(GIVEN EXERCISE): All of the entries need to be written out again, exactly as they are.

[Pointing records]
--- --- ---

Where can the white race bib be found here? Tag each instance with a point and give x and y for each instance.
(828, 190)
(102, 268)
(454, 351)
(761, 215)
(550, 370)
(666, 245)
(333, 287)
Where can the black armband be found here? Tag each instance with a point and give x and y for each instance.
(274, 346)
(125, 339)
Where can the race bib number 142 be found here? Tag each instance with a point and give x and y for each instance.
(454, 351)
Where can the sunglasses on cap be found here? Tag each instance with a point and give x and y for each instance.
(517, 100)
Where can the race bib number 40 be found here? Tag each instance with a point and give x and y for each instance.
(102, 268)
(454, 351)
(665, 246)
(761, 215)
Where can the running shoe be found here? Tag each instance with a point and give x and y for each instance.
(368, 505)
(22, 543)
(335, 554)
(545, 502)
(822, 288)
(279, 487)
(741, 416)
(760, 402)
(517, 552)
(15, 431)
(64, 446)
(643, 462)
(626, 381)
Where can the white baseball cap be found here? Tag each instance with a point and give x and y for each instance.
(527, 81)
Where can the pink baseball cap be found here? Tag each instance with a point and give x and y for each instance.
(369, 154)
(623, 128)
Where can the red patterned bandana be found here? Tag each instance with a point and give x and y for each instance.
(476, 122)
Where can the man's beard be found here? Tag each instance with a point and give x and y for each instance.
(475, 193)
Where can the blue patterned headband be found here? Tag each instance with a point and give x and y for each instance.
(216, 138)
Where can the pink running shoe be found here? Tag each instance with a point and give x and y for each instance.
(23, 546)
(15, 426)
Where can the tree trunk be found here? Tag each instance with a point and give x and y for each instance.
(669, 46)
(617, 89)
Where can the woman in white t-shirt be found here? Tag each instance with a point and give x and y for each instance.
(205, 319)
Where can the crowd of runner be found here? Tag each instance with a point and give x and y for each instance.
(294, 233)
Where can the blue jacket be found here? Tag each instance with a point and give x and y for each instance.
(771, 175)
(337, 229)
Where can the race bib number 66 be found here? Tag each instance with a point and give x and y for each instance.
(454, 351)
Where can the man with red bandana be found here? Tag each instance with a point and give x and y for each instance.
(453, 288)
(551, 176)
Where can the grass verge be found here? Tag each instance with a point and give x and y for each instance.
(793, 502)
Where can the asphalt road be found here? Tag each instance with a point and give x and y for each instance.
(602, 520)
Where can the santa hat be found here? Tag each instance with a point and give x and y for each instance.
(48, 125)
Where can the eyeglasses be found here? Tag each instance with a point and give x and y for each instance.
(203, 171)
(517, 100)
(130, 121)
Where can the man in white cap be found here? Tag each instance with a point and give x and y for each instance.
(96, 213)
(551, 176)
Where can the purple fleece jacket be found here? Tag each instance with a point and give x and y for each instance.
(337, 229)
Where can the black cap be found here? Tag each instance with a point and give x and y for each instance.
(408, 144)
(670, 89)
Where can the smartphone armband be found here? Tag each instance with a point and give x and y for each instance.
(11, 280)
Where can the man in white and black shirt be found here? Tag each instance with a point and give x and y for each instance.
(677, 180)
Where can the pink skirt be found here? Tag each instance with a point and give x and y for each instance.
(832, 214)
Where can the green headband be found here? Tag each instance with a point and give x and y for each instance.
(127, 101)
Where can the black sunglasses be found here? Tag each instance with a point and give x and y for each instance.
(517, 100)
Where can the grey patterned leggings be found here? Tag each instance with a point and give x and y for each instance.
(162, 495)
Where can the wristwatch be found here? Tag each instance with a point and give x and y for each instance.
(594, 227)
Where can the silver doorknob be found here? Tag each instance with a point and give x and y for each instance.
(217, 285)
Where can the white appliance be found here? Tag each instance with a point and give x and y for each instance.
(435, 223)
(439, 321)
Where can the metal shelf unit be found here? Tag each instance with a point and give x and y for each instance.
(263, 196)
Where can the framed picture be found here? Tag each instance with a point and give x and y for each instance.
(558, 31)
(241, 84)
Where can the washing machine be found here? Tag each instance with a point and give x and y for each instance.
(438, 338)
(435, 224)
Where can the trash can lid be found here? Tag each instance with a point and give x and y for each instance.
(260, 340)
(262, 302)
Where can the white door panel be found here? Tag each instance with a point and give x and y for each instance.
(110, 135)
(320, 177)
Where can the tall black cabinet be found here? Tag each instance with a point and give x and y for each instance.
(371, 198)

--- --- ---

(REPLY):
Where can the white race bib be found here? Tag each instance with a point and give x and y for each instance.
(828, 190)
(102, 268)
(454, 351)
(761, 215)
(550, 370)
(666, 245)
(333, 287)
Where can the black armband be found here? Tag each instance with a point and give x and y for each instance.
(274, 346)
(125, 339)
Where can the race bib number 142 be found here? Tag each instance with a point and give x and y for each instance.
(454, 351)
Where can the sunglasses on cap be found here? Tag each instance with a point and give x and y for each instance.
(517, 100)
Where can the race bib number 40 be found here? Tag each instance with a point and give x and y for each instance.
(102, 268)
(454, 351)
(665, 246)
(761, 215)
Where can the running shoe be found here? Tag each instance with a point and give x and y for each instance.
(368, 505)
(22, 543)
(335, 554)
(545, 502)
(822, 288)
(279, 487)
(741, 416)
(760, 402)
(517, 552)
(15, 431)
(64, 446)
(643, 462)
(626, 381)
Where can the white baseball cap be found here? Tag each instance with a point and give x and y for each instance.
(527, 81)
Where can the pink baseball cap be found here? Tag each instance with a point and give x and y for each instance.
(369, 154)
(623, 128)
Where can the red patterned bandana be found here? Tag each instance with a point and give x and y for each instance.
(476, 122)
Where can the man's beard be found here? Tag each instance with a point and give x and y for each instance.
(475, 193)
Where can the blue patterned headband be found here? Tag each instance with a point and give x and y for each instance.
(216, 138)
Where can the pink running shoe be found here? Tag each instance with a point and give x and y for each instance.
(23, 546)
(15, 426)
Where can the tree trunk be found here? Tag each instance with a point and give x and y for each instance.
(669, 46)
(617, 89)
Where can the woman in white t-shirt be found here? Tag each instance with a point and give x and y for each instance.
(205, 319)
Where can the crowd of runner be found here? Tag each instance with a point and give x and y for each instance.
(294, 233)
Where can the blue jacket be found here? Tag each instance with a point and give x and y for each instance.
(771, 175)
(337, 229)
Where can the race bib number 66 be found here? Tag each instance with a point and give x and y for each instance.
(454, 351)
Where can the man with red bandana be found here? Tag each instance with a point and give x and y for each instance.
(453, 288)
(551, 176)
Where can the grass verge be found here? Tag each instance with a point and give x and y for each instance.
(793, 502)
Where can the asphalt road be found here? Tag each instance with a point and give x and y for each instance.
(602, 520)
Where can the santa hat be found here? Tag each instance with a point and give x and y for each instance.
(48, 125)
Where can the eyeglasses be found here? Tag each instance with a point and give x and y for each instance.
(203, 171)
(517, 100)
(130, 121)
Where can the man in white cap be found here? Tag each instance with a point and give x and y for each instance.
(96, 213)
(551, 176)
Where can the purple fleece jacket be found here? Tag each instance with a point and give x and y for each instance.
(337, 229)
Where can the black cap be found here? Tag each instance with a point and give x and y for each instance.
(408, 144)
(670, 89)
Where can the smartphone armband be found here? Tag each instance with a point and give x and y for each instance.
(11, 280)
Where can the man in white and black shirt be found here? Tag each instance with a point and give x and y for each instance.
(677, 180)
Where can the pink skirt be found here? Tag each instance with a point and give x and y for each instance.
(832, 214)
Where can the green headband be found here? Tag each instance with a point and give x and y for each instance.
(127, 101)
Where can the black sunglasses be found here? Tag each instance with a point and give x and y for each instance.
(517, 100)
Where can the grey patterned leggings be found here? Tag each instance with a point and give x and y for each instance.
(162, 495)
Where can the wristwatch be found here? Tag each instance with a point and give x and y for each instance.
(594, 227)
Where can the silver doorknob be found here? Tag each instance with a point and give x and y for each instance.
(217, 285)
Where can the white appliance be found here? Tag each instance with a point and give x and y for each instance.
(435, 223)
(439, 321)
Where can the metal shelf unit be found here? Tag each instance with a point and give x and y for each instance.
(263, 196)
Where can the framed picture be found here? Tag each instance with a point and give x and y for each instance.
(558, 31)
(241, 84)
Where can the washing machine be found here? Tag each instance with a point and give x and y for each instance.
(438, 338)
(435, 224)
Where can the trash can lid be found here? Tag each instance with a point and give x and y for each instance.
(260, 340)
(262, 302)
Where can the white door panel be found here? Tag each instance with a point and give x and y for each instance.
(110, 135)
(320, 177)
Where can the tall black cabinet be found here? Tag each instance with a point and give x and y for each instance.
(371, 198)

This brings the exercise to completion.